## What needs to be done:
Rewrite the listing between the lines holding "For the evaluation set, locate every instance of the woman" and "x=303 y=473", inclusive, with the labeling requests included, and add -128 to every x and y value in the answer points.

Start of Given data

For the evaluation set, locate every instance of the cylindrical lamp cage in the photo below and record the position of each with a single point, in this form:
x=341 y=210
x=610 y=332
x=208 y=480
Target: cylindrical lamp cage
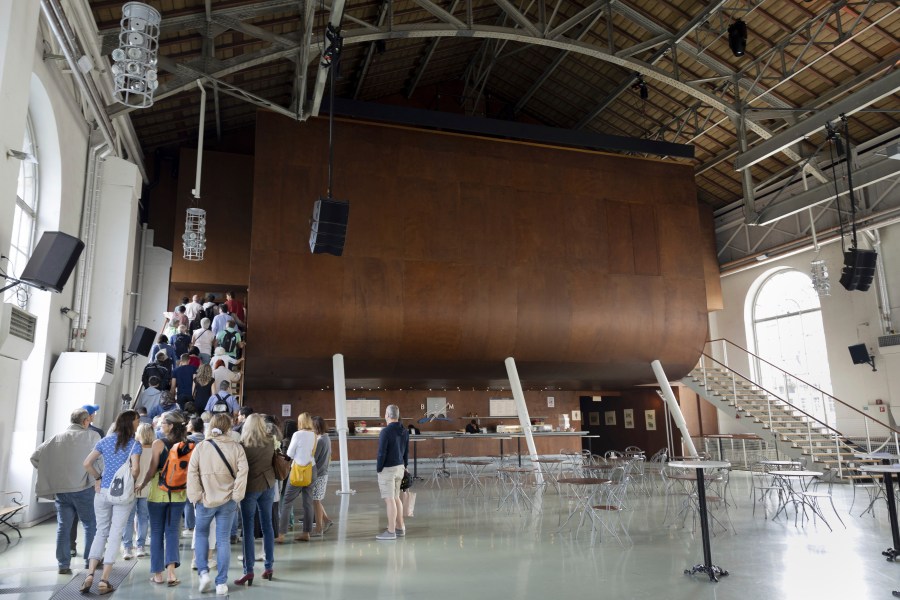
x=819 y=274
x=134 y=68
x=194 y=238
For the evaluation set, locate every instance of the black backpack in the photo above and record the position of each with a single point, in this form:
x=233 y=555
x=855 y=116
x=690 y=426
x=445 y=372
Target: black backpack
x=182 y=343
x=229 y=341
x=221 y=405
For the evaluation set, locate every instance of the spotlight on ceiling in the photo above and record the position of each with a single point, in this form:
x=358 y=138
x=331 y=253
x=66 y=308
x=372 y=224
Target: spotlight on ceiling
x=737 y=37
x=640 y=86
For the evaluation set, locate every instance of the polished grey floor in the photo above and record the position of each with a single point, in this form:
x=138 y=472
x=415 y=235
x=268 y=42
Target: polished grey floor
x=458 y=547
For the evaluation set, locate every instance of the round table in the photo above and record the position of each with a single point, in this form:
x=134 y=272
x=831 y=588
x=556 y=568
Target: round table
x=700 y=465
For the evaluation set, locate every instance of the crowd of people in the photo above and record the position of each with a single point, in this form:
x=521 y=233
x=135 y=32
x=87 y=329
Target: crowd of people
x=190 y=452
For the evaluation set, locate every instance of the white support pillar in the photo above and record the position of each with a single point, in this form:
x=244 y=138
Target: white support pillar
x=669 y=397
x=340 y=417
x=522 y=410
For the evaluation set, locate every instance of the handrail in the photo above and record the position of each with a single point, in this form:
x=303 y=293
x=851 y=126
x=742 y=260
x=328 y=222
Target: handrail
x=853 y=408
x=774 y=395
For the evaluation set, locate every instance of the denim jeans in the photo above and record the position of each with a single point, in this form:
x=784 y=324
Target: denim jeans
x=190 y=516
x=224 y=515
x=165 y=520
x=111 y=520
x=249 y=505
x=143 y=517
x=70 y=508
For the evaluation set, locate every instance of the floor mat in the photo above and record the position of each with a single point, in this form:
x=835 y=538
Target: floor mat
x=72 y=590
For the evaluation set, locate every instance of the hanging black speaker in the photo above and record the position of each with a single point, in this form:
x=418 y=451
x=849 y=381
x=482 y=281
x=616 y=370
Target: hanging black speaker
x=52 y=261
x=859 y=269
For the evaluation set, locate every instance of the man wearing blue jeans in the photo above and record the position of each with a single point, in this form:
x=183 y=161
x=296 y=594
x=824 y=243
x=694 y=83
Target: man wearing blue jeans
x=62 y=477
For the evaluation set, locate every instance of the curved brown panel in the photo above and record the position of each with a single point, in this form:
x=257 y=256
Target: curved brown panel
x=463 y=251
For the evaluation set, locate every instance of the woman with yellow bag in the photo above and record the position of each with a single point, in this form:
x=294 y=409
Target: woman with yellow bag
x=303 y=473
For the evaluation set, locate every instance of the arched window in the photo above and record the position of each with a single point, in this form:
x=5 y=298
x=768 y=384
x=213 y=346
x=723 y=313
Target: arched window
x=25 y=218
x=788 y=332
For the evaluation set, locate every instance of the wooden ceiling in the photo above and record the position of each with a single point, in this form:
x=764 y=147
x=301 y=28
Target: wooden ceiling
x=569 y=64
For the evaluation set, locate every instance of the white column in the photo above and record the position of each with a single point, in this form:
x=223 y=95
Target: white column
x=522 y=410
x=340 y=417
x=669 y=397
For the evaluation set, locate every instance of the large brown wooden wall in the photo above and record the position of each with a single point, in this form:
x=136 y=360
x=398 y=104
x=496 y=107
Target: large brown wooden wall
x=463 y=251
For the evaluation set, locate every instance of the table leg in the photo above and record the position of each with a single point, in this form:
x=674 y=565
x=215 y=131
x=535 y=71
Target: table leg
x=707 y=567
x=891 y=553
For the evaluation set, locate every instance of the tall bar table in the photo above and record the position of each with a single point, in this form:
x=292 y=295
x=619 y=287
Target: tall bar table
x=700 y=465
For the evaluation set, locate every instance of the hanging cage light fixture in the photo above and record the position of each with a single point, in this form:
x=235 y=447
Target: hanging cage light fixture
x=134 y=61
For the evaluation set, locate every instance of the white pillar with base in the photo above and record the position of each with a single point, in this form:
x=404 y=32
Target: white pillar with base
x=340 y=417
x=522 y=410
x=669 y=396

End of Given data

## Answer:
For the evaluation set, locate every instance of the woman with yellow bag in the photo above and record the position of each with a single point, in this form:
x=294 y=409
Target: woman with yellow bag
x=175 y=345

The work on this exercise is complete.